## [Objective A]
From the 1BR review, quote the passage that begins at the words "It takes guts" and stops after "and strange agenda.".
## [Objective B]
In the 1BR review, condense the paragraph beginning "It takes guts to keep the camera close" into a short bulleted list that keeps its main facts.

## [Source text]
■ ■ ■ ■ ■

(Minor spoilers ahead)
It takes guts to keep the camera close on the main character in horror movies. It creates tension by the bucketloads as our proximity to the character’s perspective means we get to share the terrifying stuff together. We’re not privy to the bad thing lurking around the corner before the character. We get scared at the same time. Director David Marmor impresses by achieving just that with his movie 1BR, an unsettling tale about a woman, called Sarah (played by Nicole Brydon Bloom), that moves into an apartment complex full of people united in service of one very dangerous and strange agenda.
The film was shown as part of the 4th Annual Brooklyn Horror Film Festival, an East coast genre festival showcasing feature-length and short horror films that “embody the spirit of Brooklyn.”

■ ■ ■ ■ ■

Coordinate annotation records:

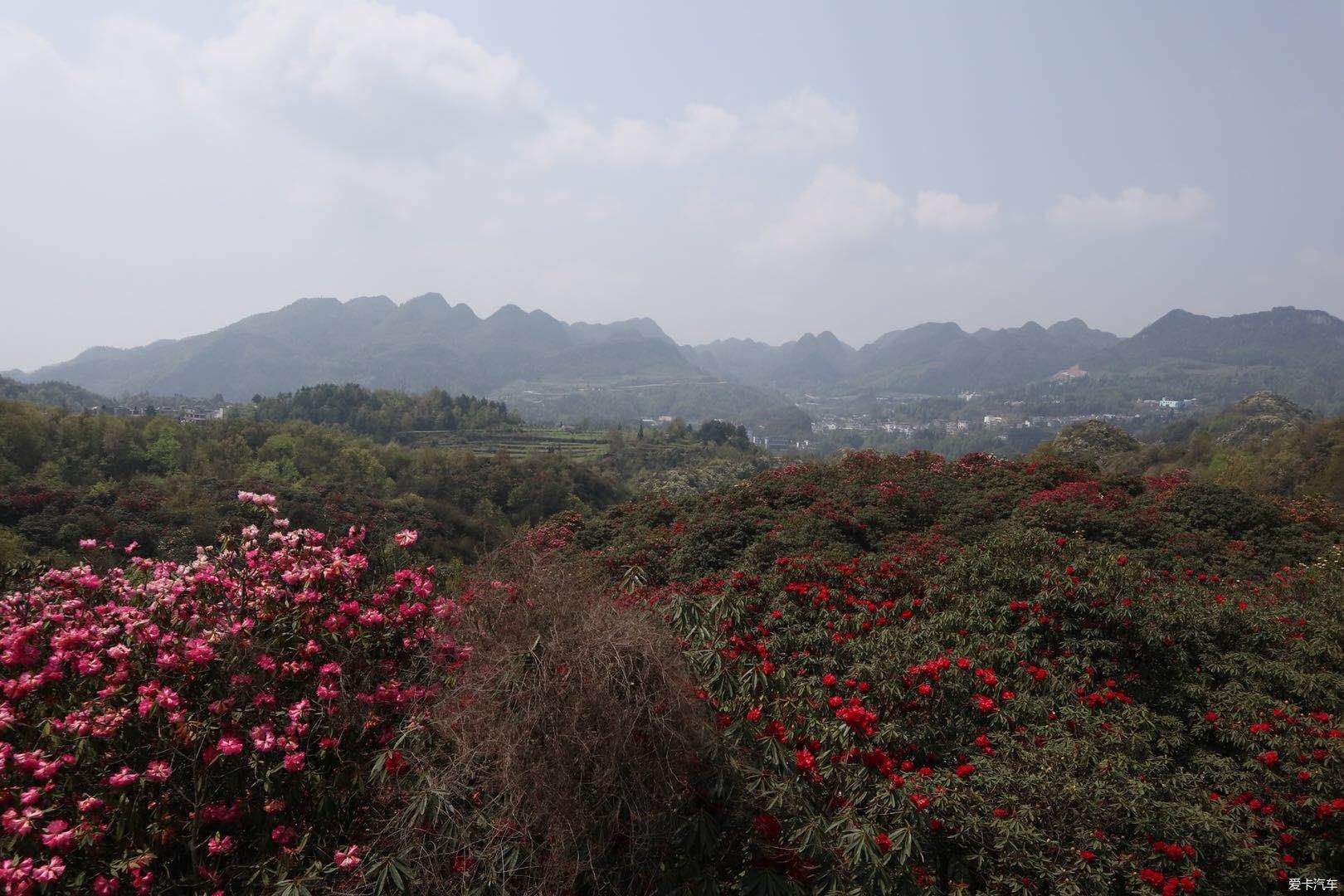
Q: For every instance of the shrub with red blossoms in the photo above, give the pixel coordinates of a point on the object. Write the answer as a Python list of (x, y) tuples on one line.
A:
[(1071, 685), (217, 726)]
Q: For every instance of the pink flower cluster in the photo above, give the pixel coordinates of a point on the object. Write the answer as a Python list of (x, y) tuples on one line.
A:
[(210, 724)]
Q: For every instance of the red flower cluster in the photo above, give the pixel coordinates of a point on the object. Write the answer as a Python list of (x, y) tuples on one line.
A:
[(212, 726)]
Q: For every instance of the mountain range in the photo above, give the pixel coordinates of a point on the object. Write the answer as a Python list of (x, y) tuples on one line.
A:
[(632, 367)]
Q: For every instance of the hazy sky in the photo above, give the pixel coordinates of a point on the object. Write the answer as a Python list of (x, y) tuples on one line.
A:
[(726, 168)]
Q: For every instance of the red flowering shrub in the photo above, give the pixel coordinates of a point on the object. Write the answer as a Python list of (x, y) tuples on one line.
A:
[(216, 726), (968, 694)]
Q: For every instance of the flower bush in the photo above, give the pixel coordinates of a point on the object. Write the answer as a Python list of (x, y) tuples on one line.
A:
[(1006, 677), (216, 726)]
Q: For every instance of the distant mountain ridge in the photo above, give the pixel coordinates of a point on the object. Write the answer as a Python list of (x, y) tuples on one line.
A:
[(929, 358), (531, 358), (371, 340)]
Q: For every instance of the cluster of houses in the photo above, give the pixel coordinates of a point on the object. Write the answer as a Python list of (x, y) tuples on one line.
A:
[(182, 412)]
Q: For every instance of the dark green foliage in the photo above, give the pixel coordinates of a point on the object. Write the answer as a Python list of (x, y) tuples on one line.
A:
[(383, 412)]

■ ■ ■ ■ ■

## [Finished answer A]
It takes guts to keep the camera close on the main character in horror movies. It creates tension by the bucketloads as our proximity to the character’s perspective means we get to share the terrifying stuff together. We’re not privy to the bad thing lurking around the corner before the character. We get scared at the same time. Director David Marmor impresses by achieving just that with his movie 1BR, an unsettling tale about a woman, called Sarah (played by Nicole Brydon Bloom), that moves into an apartment complex full of people united in service of one very dangerous and strange agenda.

## [Finished answer B]
- Keeping the camera close on a horror movie's main character takes guts and builds a lot of tension.
- Viewers share the character's perspective, so they don't see the threat around the corner before the character does and get scared at the same moment.
- Director David Marmor achieves this in 1BR.
- The film is an unsettling tale about Sarah (Nicole Brydon Bloom), who moves into an apartment complex full of people united behind one very dangerous and strange agenda.